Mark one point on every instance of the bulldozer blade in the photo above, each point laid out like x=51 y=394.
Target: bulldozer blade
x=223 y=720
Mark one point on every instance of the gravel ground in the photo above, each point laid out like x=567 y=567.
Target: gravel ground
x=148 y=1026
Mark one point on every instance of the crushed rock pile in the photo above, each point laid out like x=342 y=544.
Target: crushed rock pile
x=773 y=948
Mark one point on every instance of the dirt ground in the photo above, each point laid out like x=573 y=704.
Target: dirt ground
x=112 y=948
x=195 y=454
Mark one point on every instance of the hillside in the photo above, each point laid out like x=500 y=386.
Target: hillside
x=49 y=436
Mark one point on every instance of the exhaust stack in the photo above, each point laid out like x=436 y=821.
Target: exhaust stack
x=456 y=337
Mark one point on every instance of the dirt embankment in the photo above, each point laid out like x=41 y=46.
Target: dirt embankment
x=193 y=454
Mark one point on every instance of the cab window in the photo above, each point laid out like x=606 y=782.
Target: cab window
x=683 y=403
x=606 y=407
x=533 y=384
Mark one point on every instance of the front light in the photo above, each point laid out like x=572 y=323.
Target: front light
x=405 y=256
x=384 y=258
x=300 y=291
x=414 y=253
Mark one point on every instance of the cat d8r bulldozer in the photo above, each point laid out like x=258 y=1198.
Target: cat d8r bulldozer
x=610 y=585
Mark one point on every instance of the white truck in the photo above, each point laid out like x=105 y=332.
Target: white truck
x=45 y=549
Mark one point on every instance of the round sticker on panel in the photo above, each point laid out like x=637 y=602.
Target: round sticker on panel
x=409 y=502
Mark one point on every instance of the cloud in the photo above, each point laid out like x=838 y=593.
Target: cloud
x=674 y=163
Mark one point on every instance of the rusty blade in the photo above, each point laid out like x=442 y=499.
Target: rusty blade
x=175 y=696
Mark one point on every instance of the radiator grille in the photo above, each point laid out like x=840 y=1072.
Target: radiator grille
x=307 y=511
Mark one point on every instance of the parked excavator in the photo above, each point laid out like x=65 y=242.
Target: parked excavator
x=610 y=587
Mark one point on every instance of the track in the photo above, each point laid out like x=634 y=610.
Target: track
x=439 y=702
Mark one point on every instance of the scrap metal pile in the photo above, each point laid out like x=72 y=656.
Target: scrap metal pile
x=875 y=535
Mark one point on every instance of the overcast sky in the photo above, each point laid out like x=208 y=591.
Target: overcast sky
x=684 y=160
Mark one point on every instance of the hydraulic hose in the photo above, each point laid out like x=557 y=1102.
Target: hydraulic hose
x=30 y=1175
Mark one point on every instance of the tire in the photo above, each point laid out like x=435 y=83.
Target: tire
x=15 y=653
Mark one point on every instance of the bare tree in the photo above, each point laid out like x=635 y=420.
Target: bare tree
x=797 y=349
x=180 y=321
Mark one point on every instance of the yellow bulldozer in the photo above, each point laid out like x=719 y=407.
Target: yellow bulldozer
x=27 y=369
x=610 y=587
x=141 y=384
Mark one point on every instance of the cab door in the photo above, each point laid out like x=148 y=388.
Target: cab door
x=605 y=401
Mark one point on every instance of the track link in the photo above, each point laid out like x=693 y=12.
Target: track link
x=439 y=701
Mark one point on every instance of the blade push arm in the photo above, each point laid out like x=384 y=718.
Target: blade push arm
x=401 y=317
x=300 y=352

-- Task details --
Please quote all of the lines above word for word.

-- Written solution --
Mark one point on every instance of the bulldozer blade in the photo above, each point laid out like x=51 y=394.
Target: bulldozer blade
x=223 y=720
Mark one point on every instance of the gravel ground in the photo above, each point laid out like x=567 y=567.
Target: gravel ground
x=148 y=1026
Mark one point on every instance of the crushed rock pile in the photo above, each point laid out like x=342 y=544.
Target: crushed rock pile
x=773 y=948
Mark one point on every instance of the dirt ground in the photo above, each point laid out like x=573 y=704.
Target: dirt ground
x=112 y=948
x=195 y=454
Mark one point on every instance of the hillside in the photo above, each point laid out like x=500 y=386.
Target: hillside
x=49 y=436
Mark one point on every instance of the exhaust stack in the photo above, each point laid out like x=436 y=821.
Target: exhaust stack
x=456 y=337
Mark one point on every instance of the dirt embankment in the photo above, each point laid out like x=41 y=46.
Target: dirt embankment
x=193 y=454
Mark one point on every instance of the cab window in the photo above, each point laid out like x=606 y=782.
Target: cab window
x=683 y=403
x=606 y=407
x=533 y=384
Mark one point on every instance of the front light in the photo above, each point laid out like x=572 y=323.
Target: front light
x=405 y=256
x=384 y=258
x=300 y=291
x=414 y=253
Mark one point on every instance of the cat d8r bulldozer in the photo above, each point laid out like x=258 y=1198.
Target: cat d8r bulldozer
x=610 y=585
Mark one point on every instance of the white truck in the photo above, each point laid out like x=105 y=332.
Target: white truck
x=45 y=549
Mark one point on every instance of the round sticker on panel in the photo above, each point laid out like x=637 y=602.
Target: round sticker on panel
x=409 y=502
Mark one point on every instance of the cloud in the photo above, each point laid out like x=838 y=593.
Target: cloud
x=674 y=163
Mark one point on every instance of the rusty blade in the photo above, each point laid out like x=442 y=499.
Target: rusty blade
x=175 y=696
Mark one point on every instance of the radiator grille in the photo above, each point laid out like x=840 y=1072.
Target: radiator grille
x=307 y=511
Mark one point on every instance of the parked excavator in the photo above, each point laid out like x=65 y=242.
Target: parked excavator
x=610 y=587
Mark one point on every instance of the track in the photo above, each point laid out like x=634 y=610.
Target: track
x=439 y=702
Mark one point on every instance of the scrap metal pile in the photo above, each point laid out like x=72 y=656.
Target: scrap metal pile
x=875 y=535
Mark one point on every instance of the overcast sky in the photo above, each point laid out like x=208 y=591.
Target: overcast sky
x=684 y=160
Mark one point on every instance of the hydraulic hose in the photo above, each point laid out like x=557 y=1102.
Target: hydraulic hose
x=30 y=1175
Mark one point on every instance of the tire in the photo above, each point laid out like x=435 y=83.
Target: tire
x=15 y=653
Mark one point on every instance of the bare tree in the photo above, each point laid out like x=635 y=420.
Target: bare tree
x=797 y=349
x=180 y=321
Mark one point on every instance of the yellow bulldozer in the photo above, each point laid out like x=719 y=407.
Target: yellow bulldozer
x=27 y=369
x=610 y=587
x=141 y=384
Mark one point on every instance of the cab door in the photo above, each point laid out like x=148 y=388.
Target: cab door
x=605 y=401
Mark one point on every instance of the track link in the photo above, each point laid out like x=693 y=12.
Target: track link
x=439 y=701
Mark one point on every instance of the blade push arm in the photo above, each point laid out like x=384 y=718.
Target: blade push arm
x=401 y=317
x=300 y=352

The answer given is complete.